* _Goal_:
Repeat the lines of the items below exactly, starting with the line that contains "Please locate the white upper" and going on through the end of the items.

Pointing entries for named objects
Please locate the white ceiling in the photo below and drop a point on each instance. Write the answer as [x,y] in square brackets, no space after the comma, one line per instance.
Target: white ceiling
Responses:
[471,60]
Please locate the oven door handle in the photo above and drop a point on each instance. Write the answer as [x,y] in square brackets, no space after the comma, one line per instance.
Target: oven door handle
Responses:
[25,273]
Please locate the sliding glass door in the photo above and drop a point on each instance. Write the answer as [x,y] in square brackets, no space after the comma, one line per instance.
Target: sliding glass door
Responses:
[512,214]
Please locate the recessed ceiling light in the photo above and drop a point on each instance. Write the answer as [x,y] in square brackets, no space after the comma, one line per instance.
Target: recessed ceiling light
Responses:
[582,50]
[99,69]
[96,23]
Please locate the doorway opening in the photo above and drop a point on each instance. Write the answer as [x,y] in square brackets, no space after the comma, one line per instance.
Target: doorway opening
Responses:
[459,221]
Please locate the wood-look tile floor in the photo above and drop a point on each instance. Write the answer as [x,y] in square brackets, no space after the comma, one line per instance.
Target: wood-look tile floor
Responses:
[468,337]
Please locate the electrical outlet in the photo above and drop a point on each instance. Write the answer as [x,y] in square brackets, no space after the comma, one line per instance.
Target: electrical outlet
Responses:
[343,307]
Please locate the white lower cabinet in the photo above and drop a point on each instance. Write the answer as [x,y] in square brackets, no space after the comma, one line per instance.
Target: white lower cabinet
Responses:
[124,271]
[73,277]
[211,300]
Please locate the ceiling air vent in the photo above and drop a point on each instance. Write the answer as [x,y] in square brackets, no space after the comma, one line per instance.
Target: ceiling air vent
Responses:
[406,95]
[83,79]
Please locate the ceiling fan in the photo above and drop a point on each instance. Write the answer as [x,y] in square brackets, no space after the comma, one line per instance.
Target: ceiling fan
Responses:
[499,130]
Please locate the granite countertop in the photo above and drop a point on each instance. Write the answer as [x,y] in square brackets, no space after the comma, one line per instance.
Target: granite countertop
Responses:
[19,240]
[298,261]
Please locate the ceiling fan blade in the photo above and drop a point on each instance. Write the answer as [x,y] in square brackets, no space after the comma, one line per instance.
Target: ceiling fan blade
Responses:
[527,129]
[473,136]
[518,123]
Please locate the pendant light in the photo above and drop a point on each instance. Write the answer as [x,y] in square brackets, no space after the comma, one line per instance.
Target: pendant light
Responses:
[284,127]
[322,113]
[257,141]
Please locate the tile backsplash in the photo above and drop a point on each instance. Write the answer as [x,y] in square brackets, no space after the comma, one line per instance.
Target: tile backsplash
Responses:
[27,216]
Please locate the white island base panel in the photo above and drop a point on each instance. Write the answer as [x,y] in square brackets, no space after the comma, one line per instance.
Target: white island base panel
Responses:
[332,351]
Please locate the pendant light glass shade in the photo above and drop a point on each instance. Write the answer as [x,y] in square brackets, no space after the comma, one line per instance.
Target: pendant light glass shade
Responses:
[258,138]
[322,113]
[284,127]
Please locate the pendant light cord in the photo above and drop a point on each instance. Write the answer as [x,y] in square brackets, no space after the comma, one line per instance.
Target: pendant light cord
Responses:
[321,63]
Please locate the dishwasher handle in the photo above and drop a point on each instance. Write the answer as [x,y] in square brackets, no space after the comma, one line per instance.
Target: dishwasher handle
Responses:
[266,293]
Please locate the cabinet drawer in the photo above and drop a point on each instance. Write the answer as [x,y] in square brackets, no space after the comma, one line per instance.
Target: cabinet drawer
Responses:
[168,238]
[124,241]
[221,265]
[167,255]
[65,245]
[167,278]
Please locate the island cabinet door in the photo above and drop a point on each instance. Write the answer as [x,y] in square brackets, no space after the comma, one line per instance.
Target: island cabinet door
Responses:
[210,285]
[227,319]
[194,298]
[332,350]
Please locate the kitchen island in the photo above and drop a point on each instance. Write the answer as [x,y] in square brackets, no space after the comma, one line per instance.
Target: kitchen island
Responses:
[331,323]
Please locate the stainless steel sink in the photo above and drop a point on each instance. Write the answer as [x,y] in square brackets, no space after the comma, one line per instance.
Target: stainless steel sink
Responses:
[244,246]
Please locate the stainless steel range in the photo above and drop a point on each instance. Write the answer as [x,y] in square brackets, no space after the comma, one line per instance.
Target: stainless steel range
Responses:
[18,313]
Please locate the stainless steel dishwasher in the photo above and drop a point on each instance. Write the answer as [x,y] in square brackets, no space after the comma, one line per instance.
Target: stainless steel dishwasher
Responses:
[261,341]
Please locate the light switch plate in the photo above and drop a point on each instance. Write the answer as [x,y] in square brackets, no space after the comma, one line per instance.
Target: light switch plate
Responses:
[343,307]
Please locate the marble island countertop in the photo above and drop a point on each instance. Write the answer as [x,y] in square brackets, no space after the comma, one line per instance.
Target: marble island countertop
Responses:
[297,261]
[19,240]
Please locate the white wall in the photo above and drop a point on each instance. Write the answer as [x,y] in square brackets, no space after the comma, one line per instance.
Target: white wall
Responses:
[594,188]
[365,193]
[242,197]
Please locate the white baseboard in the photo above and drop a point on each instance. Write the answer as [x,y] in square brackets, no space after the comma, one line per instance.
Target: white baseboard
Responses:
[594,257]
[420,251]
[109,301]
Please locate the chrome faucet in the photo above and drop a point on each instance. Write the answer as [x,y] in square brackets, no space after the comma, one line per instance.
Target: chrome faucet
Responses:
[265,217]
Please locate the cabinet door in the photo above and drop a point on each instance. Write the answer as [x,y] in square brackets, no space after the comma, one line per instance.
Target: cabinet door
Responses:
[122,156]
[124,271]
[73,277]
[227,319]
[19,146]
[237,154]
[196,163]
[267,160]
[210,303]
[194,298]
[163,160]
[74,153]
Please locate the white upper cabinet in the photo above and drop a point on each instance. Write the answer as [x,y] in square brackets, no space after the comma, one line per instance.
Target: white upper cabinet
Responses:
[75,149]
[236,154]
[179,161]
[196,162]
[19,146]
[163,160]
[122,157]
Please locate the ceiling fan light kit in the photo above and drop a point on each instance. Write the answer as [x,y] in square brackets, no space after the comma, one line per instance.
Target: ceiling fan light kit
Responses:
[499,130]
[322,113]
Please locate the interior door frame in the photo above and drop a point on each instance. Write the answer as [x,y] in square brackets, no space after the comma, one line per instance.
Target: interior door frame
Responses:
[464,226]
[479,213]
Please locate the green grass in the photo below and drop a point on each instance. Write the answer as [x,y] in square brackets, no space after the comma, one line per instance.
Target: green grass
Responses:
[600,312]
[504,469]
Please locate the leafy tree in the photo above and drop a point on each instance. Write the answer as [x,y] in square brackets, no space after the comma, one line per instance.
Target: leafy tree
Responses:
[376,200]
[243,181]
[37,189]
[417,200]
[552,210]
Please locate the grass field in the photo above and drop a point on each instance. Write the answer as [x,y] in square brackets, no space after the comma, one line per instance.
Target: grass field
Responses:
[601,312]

* _The solution_:
Please locate the white upper cabinet in the photo above and drop a point on each instance. Write the answer as [x,y] in square brackets, no space after the comma, one line per instance.
Target: white upper cabinet
Responses:
[75,149]
[236,154]
[179,161]
[196,162]
[19,146]
[163,160]
[122,157]
Please locate the ceiling fan light kit in the photo above and drop a point on each instance. Write the answer as [x,y] in square brackets, no space after the comma, one line per instance.
Target: ceiling fan light kit
Responses:
[499,130]
[322,113]
Please locate the interior door frame in the photo above and drop a point on each instance. Write the answer as [x,y] in square brackets, no space after the comma, one line per instance.
Target: interior door frame
Responses:
[464,226]
[479,213]
Please locate the green grass in the photo below and drop a point on each instance. Write the answer as [x,y] in square brackets, no space after the comma, one line per instance.
Target: green grass
Responses:
[600,312]
[504,469]
Please locate the leafy tree in the photo above and drop a point on each instance. Write the answer as [x,y] in square brackets, no space after the comma, one line per instance.
Target: leafy tree
Responses:
[376,200]
[243,181]
[37,189]
[417,200]
[552,210]
Please locate the grass field in the photo above and drop a point on each instance. Write the answer as [x,y] in square brackets, no space after the comma, one line per instance.
Target: grass field
Responses:
[601,312]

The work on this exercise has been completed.